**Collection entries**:
## START

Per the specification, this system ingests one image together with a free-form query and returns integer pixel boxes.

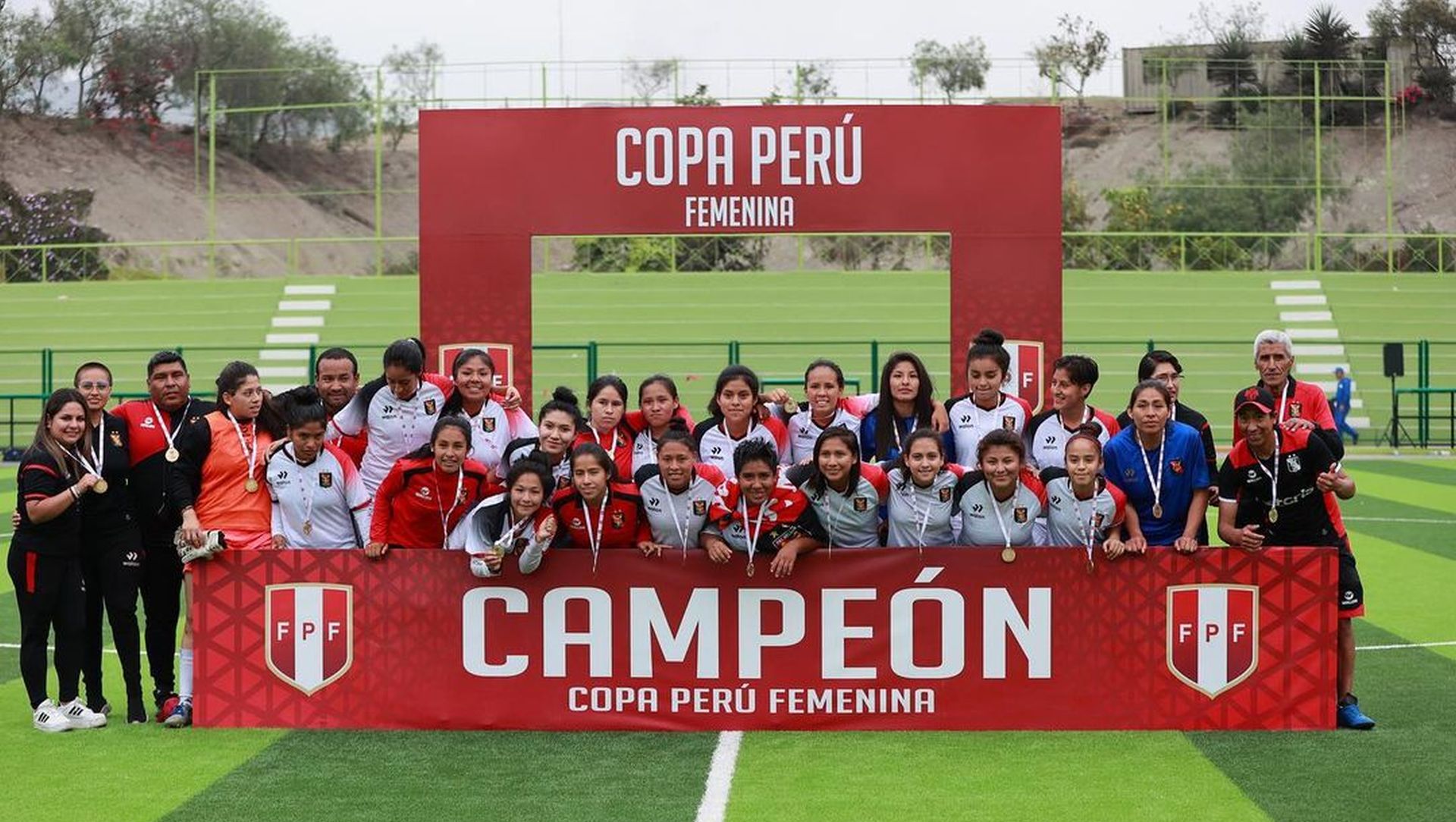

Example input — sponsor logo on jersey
[264,583,354,695]
[1166,585,1260,700]
[1002,339,1046,413]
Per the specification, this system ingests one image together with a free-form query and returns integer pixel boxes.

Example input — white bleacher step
[282,285,339,296]
[1294,342,1345,356]
[278,300,334,312]
[258,348,309,359]
[258,366,309,378]
[264,331,318,345]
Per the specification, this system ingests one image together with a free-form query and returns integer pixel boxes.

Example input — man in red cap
[1219,385,1374,730]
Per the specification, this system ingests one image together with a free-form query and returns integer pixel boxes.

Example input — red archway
[419,106,1062,404]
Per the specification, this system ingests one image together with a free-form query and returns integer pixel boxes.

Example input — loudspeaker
[1385,342,1405,377]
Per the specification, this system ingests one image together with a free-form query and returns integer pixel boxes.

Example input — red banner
[192,548,1337,730]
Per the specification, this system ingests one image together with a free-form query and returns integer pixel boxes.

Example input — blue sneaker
[1335,697,1374,730]
[162,700,193,727]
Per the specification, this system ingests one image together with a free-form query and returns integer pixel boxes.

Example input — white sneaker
[61,698,106,727]
[30,700,71,733]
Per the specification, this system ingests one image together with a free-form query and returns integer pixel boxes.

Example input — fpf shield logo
[264,582,354,695]
[1168,585,1260,700]
[1002,339,1046,413]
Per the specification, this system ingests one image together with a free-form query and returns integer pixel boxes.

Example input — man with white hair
[1233,329,1345,460]
[1220,329,1374,730]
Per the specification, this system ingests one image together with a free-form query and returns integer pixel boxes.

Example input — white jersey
[328,374,454,494]
[693,416,791,480]
[460,400,537,477]
[1022,406,1119,469]
[1041,469,1127,548]
[789,394,880,463]
[635,463,723,548]
[956,470,1046,548]
[788,463,890,548]
[945,393,1031,466]
[885,464,965,548]
[264,442,373,548]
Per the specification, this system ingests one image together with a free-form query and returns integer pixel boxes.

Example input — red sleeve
[419,371,454,400]
[1106,483,1127,527]
[1021,469,1046,508]
[859,463,890,502]
[369,463,405,544]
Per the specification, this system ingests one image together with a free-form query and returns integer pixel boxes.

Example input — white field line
[696,730,742,822]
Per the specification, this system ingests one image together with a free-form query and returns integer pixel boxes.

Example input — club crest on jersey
[1166,585,1260,700]
[264,583,354,695]
[1002,339,1046,413]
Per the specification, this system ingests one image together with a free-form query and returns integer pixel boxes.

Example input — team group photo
[0,0,1456,822]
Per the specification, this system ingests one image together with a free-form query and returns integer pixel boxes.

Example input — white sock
[177,648,192,703]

## END

**Problem**: Could you copy out all of the material above word for word, leaving out the picture?

**Written solution**:
Per the specification, this system ingests one image together with a free-form query and returns integer pixel boxes.


Example input — sponsor logo on jersey
[264,583,354,695]
[1166,585,1260,700]
[1002,339,1046,413]
Per the specification, this system ingests one image together with a free-form query and returns integer pixel boxes.

Example input — white bleacher step
[282,285,339,296]
[1294,342,1345,356]
[278,300,334,312]
[258,348,309,359]
[258,366,309,378]
[264,331,318,345]
Per the specification, this system ingests one image together with a free-form query and returns integer pixel boxes.

Example input — man in red cap
[1219,385,1374,730]
Per the specification, this system ingests one image together with a free-form query and returns integer pixel boxes.

Example input — red archway
[419,106,1062,404]
Per the specification, this system ingests one image together with a free-form query and returns integer pixel boxes.

Example input — loudspeaker
[1385,342,1405,377]
Per the specification, this system ingests one image together with a free-form query and returns integer pixel boxes.

Example input — red banner
[192,548,1337,730]
Per the specification, this system ingests one image together with a free-form query and returns integer pixel boxes.

Example input — blue sneaker
[1335,697,1374,730]
[162,700,193,727]
Per the specification, this system ingests one image together with a free-form query and returns integer pixel boxes.

Example input — white sneaker
[61,698,106,727]
[30,700,71,733]
Per the specification, this system ingests one image together with a free-form query and returns integer pixel boxes.

Example input — fpf shield logo
[264,582,354,695]
[1168,585,1260,700]
[1002,339,1046,413]
Per the specification, this system ingests one image together with a free-form query and returns integer pixel boxes.

Example input — man with white hair
[1233,329,1345,460]
[1220,329,1374,730]
Per the specification, this system ingests one image together with a free-form query and returns integer pixel boxes.

Example input — white jersey
[328,374,454,494]
[693,416,791,480]
[460,400,537,477]
[1022,406,1119,469]
[1041,469,1127,548]
[789,394,880,463]
[635,463,723,548]
[956,470,1046,548]
[788,463,890,548]
[945,393,1031,466]
[885,464,965,548]
[264,442,373,548]
Per the specification, this system ingests one image together with a free-form query and returns integer pixel boxes.

Example input — red sleeve
[419,371,454,400]
[1106,483,1127,527]
[1021,469,1046,508]
[859,463,890,502]
[369,463,405,544]
Per the specification, this system ingests one image together with a free-form query and returns integer pixel boxes.

Example input — white field line
[696,730,742,822]
Per the specification, this system ingests one image together with a free-form query and returns integer pixel boxes.

Example input — club crest on jersey
[1166,585,1260,700]
[264,583,354,695]
[1002,339,1046,413]
Per the specification, this system ingests one image together with a free-form query and returns integer pixel boxes.

Example input — team group photo
[0,0,1456,822]
Per the specification, this system ingests one image together with a free-form query and returns integer pixel boxes.

Example input — white sock
[177,648,192,703]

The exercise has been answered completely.